[Stored data entries]
- - - -
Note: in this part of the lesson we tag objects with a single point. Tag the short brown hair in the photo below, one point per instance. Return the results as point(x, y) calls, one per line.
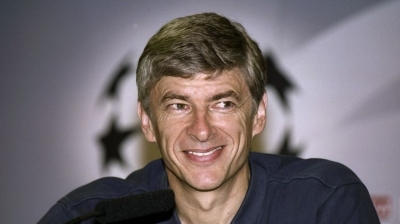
point(201, 43)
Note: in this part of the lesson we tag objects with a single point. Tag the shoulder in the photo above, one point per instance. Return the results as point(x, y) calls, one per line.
point(287, 168)
point(84, 199)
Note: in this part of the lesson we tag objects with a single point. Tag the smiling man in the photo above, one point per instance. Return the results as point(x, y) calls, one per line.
point(201, 82)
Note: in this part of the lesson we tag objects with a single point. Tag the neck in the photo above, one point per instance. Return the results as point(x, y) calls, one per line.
point(215, 206)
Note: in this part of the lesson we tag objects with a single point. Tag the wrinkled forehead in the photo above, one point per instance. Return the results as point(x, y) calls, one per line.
point(203, 84)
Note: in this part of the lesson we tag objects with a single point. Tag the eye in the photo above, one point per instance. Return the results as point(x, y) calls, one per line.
point(178, 107)
point(225, 105)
- - - -
▶ Instructions to follow
In the records above, return only the line that contains "Tag the eye" and every line after it through the last, exactly as they appear.

▶ Problem solution
Note: in this part of the lesson we tag objects with a single point. Tag the eye in the photo above, one point per instance. Return the results as point(x, y) calls, one per line.
point(178, 107)
point(225, 105)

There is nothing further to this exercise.